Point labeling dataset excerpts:
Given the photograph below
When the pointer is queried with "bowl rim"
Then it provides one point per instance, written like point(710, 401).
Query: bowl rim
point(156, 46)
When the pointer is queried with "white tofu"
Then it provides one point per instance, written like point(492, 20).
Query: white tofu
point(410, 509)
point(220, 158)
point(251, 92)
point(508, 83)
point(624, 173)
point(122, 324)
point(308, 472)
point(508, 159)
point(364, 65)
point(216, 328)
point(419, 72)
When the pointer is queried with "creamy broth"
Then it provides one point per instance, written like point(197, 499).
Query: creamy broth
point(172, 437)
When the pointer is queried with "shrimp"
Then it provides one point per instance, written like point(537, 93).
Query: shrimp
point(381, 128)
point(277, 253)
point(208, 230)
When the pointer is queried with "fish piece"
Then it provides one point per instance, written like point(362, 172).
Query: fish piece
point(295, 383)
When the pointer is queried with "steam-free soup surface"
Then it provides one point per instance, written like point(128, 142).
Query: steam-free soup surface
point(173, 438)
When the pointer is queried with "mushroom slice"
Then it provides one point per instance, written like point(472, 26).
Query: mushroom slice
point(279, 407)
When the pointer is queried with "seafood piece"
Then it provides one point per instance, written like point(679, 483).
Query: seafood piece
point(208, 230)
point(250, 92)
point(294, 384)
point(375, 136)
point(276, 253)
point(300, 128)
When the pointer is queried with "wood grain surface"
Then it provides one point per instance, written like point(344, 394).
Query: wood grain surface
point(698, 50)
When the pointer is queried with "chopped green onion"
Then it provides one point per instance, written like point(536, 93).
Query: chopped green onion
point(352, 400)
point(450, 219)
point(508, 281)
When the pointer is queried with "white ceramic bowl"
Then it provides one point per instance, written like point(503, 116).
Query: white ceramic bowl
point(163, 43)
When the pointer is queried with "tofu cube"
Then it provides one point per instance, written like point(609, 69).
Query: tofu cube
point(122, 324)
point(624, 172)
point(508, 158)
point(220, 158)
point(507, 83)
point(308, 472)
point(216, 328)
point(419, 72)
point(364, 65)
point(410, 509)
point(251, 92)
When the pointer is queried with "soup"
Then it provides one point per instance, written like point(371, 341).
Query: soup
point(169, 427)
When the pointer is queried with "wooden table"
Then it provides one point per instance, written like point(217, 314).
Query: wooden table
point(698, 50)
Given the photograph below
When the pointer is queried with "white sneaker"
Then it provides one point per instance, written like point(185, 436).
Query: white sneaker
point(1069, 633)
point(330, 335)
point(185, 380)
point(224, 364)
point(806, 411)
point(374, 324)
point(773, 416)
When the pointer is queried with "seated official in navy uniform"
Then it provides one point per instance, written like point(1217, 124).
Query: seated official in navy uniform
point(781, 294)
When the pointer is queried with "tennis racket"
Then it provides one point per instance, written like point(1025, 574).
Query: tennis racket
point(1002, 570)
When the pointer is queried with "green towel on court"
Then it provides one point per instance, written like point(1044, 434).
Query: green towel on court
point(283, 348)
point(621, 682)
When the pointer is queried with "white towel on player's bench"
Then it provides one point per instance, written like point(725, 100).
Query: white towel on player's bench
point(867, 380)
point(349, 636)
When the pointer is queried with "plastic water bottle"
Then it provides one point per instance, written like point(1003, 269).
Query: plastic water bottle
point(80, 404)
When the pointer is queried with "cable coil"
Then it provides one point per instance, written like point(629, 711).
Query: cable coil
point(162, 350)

- _THE EXERCISE_
Retype the whole listing, matching it exactly.

- _EXERCISE RESPONSE_
Given the photograph below
When the pointer is queried with "bowl rim"
Then it provides one point per instance, written like point(710, 401).
Query: bowl rim
point(156, 46)
When the pointer is queried with "white tofu"
Then it provides one point per instance, written like point(492, 20).
Query: white tofu
point(410, 509)
point(220, 158)
point(251, 92)
point(508, 83)
point(624, 173)
point(122, 324)
point(308, 472)
point(508, 159)
point(364, 65)
point(216, 328)
point(419, 72)
When the pointer is queried with "creamy broth"
Then it provides one point per instance, written like point(197, 499).
Query: creamy broth
point(172, 437)
When the pointer is queried with "shrimp"
Then it provides one point per instance, written like point(537, 93).
Query: shrimp
point(381, 128)
point(277, 253)
point(208, 230)
When the pointer is queried with "fish piece"
Then it provides one point per instance, written like point(362, 172).
Query: fish piece
point(295, 383)
When the pointer is queried with "steam-free soup surface"
Then it provides one point per instance, written like point(128, 142).
Query: steam-free soup surface
point(173, 438)
When the pointer is queried with "mushroom slice"
Then it provides one point per instance, written like point(472, 26).
Query: mushroom slice
point(279, 407)
When the pointer is queried with "seafood piece"
Then it provides one point per instance, written like point(679, 483).
Query: seafood piece
point(208, 230)
point(250, 92)
point(294, 384)
point(375, 136)
point(276, 253)
point(300, 128)
When the pointer is queried with "wood grain surface"
Then it provides one point per instance, written like point(344, 394).
Query: wood grain surface
point(698, 50)
When the pointer is queried with "chopped green onion"
Then it provides one point per instance, written like point(536, 93).
Query: chopped green onion
point(352, 400)
point(450, 219)
point(508, 281)
When the pointer is queried with "white ceramic bowl"
Then it provides one point per instance, written like point(503, 116).
Query: white ceramic bowl
point(163, 43)
When the pointer is queried with "tofu cube"
Then it provides one point per instance, written like point(609, 69).
Query: tofu cube
point(122, 324)
point(624, 172)
point(508, 158)
point(220, 158)
point(507, 83)
point(308, 472)
point(216, 328)
point(419, 72)
point(364, 65)
point(410, 509)
point(251, 92)
When the pointer is queried with "soup"
Then it provides one point per instance, written like point(371, 341).
Query: soup
point(169, 427)
When the pointer is queried with "wooden table"
Then it provides one point per instance, written like point(217, 314).
Query: wooden table
point(698, 50)
Given the photograph below
When the pointer is queried with "white sneaker"
Then it provides one point per instance, written like point(185, 436).
Query: white sneaker
point(1069, 633)
point(330, 335)
point(185, 380)
point(224, 364)
point(806, 411)
point(374, 324)
point(773, 416)
When the pointer is queried with "seated official in navy uniform"
Then it provides one point per instance, written like point(1217, 124).
Query: seated official in navy uniform
point(781, 294)
When the pointer is queried with "tennis racket"
Then it provides one point per instance, written like point(1025, 574).
Query: tennis racket
point(1002, 570)
When the pointer is queried with "green towel on court"
Then it provides one point per instance, written like point(1044, 434).
Query: green towel on court
point(283, 348)
point(621, 682)
When the pointer is queried with "white towel on player's bench"
Then it provides one point per instance, written like point(725, 100).
Query: white towel on player's bench
point(867, 380)
point(349, 636)
When the pointer is queried with "plastic water bottle"
Then it provides one point per instance, written like point(1003, 269).
Query: plastic water bottle
point(80, 404)
When the pointer is queried with "cable coil"
Then it provides one point per instance, written like point(629, 711).
Query: cable coil
point(162, 350)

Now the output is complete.